Count the lines in the entries below that contain the string "screen", and give only that number.
========================================================================
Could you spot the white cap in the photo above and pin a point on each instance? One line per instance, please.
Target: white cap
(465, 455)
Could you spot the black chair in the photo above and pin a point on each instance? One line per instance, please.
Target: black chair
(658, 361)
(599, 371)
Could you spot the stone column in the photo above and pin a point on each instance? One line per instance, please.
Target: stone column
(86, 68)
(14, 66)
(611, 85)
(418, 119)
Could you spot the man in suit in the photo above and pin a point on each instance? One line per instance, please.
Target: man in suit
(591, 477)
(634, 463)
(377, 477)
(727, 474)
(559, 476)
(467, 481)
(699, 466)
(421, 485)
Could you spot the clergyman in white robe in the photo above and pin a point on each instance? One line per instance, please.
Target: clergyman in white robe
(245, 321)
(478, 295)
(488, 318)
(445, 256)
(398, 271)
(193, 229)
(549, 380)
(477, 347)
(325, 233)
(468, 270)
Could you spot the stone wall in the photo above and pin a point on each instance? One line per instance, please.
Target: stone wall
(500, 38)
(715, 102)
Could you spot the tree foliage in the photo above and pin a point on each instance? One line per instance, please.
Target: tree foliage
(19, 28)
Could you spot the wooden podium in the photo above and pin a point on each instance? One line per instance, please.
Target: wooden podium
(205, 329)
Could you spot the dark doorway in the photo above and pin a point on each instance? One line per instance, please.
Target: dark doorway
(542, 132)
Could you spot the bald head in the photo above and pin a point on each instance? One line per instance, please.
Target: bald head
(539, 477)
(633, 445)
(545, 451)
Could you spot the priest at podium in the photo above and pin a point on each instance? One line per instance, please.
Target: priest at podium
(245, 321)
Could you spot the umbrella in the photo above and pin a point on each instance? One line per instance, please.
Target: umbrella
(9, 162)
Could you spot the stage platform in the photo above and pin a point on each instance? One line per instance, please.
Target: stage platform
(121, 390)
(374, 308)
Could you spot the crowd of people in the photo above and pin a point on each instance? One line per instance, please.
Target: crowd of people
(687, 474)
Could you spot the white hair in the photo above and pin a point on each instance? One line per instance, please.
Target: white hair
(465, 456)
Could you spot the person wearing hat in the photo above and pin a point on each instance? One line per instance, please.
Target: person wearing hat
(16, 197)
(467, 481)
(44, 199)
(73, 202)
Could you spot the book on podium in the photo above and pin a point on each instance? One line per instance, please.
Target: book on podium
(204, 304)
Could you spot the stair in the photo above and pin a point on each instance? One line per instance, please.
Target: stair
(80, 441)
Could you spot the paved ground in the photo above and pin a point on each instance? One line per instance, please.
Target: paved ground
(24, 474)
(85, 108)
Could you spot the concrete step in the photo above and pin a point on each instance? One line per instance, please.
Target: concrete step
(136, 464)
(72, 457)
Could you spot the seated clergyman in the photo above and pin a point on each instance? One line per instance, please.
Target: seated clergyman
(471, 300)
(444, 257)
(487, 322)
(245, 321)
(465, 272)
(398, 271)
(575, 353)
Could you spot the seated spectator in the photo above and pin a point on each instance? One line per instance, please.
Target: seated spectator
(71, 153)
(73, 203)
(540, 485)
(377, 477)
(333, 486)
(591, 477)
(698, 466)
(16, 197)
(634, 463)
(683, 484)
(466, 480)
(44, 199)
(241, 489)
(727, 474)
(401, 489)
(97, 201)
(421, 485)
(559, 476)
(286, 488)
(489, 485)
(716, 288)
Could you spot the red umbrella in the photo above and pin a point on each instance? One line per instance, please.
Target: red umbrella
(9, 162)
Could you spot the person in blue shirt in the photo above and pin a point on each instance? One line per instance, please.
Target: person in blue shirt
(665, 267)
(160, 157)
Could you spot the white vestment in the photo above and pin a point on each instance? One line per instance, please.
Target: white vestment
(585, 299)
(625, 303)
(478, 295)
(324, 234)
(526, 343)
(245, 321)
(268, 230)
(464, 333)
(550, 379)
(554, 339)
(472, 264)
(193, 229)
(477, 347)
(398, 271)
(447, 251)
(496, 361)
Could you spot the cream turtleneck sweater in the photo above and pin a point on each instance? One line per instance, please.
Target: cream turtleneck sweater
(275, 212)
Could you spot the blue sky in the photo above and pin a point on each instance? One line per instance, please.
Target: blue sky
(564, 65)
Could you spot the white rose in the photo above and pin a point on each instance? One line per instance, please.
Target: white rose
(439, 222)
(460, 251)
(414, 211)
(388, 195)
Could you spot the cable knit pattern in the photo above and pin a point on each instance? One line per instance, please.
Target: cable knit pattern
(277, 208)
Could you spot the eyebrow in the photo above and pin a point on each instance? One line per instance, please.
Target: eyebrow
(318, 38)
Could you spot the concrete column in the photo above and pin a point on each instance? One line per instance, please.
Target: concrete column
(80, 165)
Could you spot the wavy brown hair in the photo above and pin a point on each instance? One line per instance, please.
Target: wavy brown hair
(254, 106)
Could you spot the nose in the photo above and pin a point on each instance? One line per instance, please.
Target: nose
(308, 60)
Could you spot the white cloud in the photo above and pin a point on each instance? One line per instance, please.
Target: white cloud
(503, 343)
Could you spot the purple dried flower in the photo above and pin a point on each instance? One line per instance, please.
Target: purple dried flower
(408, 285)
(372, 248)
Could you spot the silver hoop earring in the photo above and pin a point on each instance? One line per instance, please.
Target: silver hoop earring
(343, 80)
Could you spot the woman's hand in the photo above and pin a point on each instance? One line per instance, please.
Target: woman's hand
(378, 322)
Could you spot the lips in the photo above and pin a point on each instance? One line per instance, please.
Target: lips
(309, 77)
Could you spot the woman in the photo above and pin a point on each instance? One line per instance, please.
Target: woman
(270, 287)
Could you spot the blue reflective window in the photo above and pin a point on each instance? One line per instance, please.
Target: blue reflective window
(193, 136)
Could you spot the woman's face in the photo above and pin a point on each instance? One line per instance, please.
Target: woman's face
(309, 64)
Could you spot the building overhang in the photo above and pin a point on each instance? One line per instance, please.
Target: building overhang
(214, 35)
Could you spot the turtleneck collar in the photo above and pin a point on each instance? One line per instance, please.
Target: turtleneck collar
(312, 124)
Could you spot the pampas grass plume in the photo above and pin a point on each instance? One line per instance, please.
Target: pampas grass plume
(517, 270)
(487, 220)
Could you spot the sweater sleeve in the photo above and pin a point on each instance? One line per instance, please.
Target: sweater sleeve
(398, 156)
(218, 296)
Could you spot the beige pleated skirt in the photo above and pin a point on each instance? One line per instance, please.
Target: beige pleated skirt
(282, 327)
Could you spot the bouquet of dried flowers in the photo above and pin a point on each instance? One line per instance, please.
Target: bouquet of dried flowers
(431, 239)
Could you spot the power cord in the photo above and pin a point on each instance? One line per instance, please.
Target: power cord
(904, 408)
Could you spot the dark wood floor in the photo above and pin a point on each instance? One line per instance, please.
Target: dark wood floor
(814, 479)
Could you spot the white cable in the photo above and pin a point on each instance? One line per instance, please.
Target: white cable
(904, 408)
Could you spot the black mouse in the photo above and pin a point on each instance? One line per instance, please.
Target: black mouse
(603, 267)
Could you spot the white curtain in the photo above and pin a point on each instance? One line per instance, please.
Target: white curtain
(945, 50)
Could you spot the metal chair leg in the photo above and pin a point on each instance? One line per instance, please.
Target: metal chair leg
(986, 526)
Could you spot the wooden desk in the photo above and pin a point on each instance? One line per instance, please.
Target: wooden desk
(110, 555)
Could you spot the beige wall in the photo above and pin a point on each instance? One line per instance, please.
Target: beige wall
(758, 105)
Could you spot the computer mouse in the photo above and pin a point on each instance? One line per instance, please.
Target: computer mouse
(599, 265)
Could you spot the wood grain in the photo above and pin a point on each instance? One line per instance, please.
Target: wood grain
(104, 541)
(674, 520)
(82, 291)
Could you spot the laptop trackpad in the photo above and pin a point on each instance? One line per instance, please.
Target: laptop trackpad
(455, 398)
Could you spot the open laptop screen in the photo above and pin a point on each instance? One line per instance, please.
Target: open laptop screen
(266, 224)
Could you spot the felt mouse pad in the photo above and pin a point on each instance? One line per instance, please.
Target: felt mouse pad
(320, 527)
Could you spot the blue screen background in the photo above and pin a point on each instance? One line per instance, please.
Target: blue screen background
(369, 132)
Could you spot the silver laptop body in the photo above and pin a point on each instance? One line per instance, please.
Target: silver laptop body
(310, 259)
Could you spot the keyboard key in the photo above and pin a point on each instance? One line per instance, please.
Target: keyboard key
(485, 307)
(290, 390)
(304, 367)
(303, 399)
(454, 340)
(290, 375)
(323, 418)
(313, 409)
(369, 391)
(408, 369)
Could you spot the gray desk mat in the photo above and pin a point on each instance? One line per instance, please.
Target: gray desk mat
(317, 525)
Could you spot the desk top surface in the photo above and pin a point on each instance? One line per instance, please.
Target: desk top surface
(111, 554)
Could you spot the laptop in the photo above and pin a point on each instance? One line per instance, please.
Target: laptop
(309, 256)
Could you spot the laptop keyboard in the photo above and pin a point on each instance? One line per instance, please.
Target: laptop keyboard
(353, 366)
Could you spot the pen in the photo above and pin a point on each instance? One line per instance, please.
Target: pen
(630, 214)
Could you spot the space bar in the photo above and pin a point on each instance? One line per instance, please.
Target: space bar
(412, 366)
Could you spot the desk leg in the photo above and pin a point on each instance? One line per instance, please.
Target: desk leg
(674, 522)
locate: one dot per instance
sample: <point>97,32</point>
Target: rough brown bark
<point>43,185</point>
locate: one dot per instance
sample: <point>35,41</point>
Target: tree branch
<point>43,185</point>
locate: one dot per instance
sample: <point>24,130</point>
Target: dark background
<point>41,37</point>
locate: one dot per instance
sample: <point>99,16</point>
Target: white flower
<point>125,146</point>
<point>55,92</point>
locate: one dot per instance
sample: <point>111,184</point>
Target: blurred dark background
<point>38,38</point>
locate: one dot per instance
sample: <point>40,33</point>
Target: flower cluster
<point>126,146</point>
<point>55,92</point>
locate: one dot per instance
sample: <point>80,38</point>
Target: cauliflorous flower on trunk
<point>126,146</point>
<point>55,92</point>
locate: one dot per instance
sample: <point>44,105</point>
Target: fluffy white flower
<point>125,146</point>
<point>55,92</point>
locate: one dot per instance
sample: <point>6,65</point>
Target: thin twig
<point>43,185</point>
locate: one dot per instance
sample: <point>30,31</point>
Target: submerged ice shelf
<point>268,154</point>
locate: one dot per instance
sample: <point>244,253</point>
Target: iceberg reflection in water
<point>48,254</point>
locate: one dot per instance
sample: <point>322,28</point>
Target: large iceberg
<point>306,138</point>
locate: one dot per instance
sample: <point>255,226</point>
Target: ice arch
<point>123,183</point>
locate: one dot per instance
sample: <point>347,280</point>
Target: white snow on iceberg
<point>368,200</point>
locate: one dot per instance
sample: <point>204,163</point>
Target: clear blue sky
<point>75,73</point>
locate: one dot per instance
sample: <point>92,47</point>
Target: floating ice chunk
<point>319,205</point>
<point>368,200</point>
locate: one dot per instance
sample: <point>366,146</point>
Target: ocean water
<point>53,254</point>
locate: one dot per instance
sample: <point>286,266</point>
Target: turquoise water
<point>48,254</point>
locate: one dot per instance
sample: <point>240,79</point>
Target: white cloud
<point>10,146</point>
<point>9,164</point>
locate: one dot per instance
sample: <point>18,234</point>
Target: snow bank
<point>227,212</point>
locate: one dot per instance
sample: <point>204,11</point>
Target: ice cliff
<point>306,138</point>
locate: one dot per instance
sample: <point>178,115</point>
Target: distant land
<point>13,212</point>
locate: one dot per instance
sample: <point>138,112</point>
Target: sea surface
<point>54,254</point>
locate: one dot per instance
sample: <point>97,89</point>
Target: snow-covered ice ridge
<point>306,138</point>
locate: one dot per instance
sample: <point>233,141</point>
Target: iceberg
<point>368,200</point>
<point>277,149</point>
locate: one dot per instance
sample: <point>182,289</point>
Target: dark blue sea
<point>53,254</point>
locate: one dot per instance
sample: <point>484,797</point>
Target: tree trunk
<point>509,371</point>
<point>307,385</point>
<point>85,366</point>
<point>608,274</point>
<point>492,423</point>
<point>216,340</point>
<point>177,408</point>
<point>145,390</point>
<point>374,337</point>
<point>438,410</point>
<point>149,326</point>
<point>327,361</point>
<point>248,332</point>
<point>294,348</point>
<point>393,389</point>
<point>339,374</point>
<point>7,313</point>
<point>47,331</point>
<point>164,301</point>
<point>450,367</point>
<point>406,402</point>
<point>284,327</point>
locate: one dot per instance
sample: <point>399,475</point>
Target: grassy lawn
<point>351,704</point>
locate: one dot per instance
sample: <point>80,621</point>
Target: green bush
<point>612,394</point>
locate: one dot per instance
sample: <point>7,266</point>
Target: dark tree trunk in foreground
========================================================================
## THE OUTPUT
4